Study material
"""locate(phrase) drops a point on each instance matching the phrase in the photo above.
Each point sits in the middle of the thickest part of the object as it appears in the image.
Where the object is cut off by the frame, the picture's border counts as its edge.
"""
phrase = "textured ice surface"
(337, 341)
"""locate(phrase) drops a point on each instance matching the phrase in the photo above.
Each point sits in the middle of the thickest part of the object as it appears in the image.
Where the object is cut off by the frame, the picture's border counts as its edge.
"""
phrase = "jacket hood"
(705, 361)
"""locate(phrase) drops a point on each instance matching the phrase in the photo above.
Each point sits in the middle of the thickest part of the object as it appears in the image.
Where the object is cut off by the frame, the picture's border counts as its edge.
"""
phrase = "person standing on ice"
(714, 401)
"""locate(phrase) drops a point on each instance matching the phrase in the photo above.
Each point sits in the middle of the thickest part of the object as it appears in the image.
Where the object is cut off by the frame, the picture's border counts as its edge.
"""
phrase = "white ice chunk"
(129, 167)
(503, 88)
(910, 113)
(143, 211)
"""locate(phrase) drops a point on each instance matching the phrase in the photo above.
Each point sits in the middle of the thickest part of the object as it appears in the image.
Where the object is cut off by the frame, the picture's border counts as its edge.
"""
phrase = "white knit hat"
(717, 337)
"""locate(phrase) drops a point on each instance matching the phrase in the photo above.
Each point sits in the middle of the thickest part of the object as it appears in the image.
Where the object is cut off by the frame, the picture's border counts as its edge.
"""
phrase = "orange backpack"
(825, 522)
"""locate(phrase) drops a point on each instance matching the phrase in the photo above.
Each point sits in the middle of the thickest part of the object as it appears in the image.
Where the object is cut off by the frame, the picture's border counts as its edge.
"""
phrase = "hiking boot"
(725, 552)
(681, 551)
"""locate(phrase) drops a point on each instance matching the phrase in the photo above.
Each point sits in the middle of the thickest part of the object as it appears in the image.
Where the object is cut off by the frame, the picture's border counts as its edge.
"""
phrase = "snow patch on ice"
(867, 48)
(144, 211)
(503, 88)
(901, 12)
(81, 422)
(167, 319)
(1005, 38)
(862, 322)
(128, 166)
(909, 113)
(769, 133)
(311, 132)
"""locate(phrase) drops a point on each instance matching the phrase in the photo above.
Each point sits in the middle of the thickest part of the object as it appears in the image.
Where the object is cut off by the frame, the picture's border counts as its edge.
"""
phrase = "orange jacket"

What is being asked
Reproduce the listing above verbatim.

Your response
"""locate(phrase) drops a point on each instance matching the phrase in the photo above.
Each point sits in the middle of the thickest part of the object as it appears in the image.
Where the object is cut off by the frame, the picture's border counts as its edge.
"""
phrase = "textured ice surface"
(337, 341)
"""locate(phrase) drops a point on each instance matching the phrase in the photo above.
Each point sits in the middle of the thickest part of the object as it appears in the image.
Where the object is cut off by the frame, the picture's border counts as its edge.
"""
phrase = "jacket hood"
(705, 361)
"""locate(phrase) drops a point on each instance matching the phrase in the photo above.
Each point sits in the middle of the thickest part of the object as it appears in the image.
Where the object is cut off by the frame, the picture's border counts as its edge.
"""
phrase = "person standing on ice"
(714, 401)
"""locate(phrase) drops a point on each instance matching the phrase in the photo above.
Each point sits in the middle of the thickest part of the object as it appears in the image.
Where the object is cut off by the frame, the picture's border counts as its edge.
"""
phrase = "white ice chunk"
(129, 167)
(503, 88)
(910, 113)
(143, 211)
"""locate(phrase) drops a point on each instance matching the phrase in the photo above.
Each point sits in the middle of the thickest part of the object as it appears in the image.
Where the object is cut off by the frame, the picture's border counts as its edge.
"""
phrase = "white knit hat"
(717, 337)
"""locate(phrase) drops a point on each instance matching the phrase in the photo above.
Each point sits in the middle of the thickest part of the object as it appears in the image.
Where the object is cut off by the frame, the picture's border counts as its edge.
"""
phrase = "orange backpack"
(825, 522)
"""locate(phrase) drops a point on each instance matching the phrase in the photo above.
Each point sits in the middle of the thickest part of the object as it appears in the image.
Where the object is cut off by the frame, the picture's border counts as its edge.
"""
phrase = "hiking boot"
(725, 552)
(681, 551)
"""locate(phrase) drops a point on each instance matching the phrase in the photo above.
Each point sits in the middle of the thickest part of the object as it appears in the image.
Where the object is cut off by the frame, the picture's border counts as its edge.
"""
phrase = "snow patch on ice"
(867, 48)
(144, 211)
(503, 88)
(901, 12)
(81, 422)
(167, 319)
(1005, 38)
(862, 322)
(128, 166)
(909, 113)
(769, 133)
(311, 132)
"""locate(phrase) drops a point on each instance matching the phrase in the photo above.
Each point sits in the middle of the thickest part of the object as it appears in the image.
Where the object is cut off by the frame, the picture's border counts as its edge.
"""
phrase = "orange jacket"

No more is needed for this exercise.